'''

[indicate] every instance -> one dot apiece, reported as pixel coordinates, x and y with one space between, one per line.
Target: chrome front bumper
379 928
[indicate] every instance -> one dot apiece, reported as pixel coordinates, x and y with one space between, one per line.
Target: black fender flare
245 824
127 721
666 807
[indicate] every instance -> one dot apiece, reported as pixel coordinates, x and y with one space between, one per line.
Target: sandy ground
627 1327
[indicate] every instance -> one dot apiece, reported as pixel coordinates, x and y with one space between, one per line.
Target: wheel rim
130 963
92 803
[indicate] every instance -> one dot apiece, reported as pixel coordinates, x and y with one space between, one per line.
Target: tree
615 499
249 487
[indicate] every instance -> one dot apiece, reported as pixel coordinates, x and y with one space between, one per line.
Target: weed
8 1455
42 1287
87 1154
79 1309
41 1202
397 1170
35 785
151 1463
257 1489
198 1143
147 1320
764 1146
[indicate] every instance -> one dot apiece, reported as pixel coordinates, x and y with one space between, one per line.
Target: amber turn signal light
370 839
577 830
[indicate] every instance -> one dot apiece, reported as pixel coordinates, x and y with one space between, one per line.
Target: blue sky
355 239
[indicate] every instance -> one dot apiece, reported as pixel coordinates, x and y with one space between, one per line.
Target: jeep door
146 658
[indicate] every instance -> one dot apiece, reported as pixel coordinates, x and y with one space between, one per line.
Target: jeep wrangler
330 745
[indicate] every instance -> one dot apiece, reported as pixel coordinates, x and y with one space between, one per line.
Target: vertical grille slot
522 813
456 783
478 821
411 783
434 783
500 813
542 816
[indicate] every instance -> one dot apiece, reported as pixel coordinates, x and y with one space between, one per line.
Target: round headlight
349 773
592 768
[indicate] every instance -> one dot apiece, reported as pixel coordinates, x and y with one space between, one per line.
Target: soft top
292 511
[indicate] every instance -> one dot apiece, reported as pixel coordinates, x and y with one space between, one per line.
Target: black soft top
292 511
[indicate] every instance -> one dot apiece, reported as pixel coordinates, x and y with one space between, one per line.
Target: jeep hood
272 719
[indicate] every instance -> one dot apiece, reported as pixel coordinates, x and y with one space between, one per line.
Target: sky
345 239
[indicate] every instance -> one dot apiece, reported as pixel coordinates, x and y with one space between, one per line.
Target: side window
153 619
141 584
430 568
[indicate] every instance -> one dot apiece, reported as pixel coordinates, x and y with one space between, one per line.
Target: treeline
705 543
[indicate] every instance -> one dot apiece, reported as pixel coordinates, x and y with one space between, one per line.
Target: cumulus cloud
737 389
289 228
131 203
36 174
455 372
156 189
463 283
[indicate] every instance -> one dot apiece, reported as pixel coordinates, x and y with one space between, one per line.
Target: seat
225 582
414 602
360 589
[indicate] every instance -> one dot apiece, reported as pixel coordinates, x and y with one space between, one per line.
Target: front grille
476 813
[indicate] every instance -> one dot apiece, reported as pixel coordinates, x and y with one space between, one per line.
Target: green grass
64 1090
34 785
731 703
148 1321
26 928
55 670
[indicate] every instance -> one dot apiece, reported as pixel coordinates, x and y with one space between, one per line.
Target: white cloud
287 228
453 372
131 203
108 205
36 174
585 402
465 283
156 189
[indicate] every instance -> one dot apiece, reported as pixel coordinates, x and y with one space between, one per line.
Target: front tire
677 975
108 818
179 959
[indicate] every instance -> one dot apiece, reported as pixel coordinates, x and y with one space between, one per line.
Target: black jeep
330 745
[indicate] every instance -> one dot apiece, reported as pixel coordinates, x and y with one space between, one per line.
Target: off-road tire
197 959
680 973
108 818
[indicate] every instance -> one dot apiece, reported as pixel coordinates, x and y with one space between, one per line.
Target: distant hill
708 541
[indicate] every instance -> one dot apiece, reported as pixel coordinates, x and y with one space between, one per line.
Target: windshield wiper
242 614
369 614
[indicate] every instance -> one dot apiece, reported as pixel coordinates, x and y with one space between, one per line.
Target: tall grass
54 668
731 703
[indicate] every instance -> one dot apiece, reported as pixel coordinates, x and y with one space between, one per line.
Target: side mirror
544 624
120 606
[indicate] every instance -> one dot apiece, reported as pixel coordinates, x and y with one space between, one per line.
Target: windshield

'''

EXERCISE GOAL = Pick out every line of the listing above that contains the word "soft", matching case exactly.

FINAL ANSWER =
Target: soft top
Target: black soft top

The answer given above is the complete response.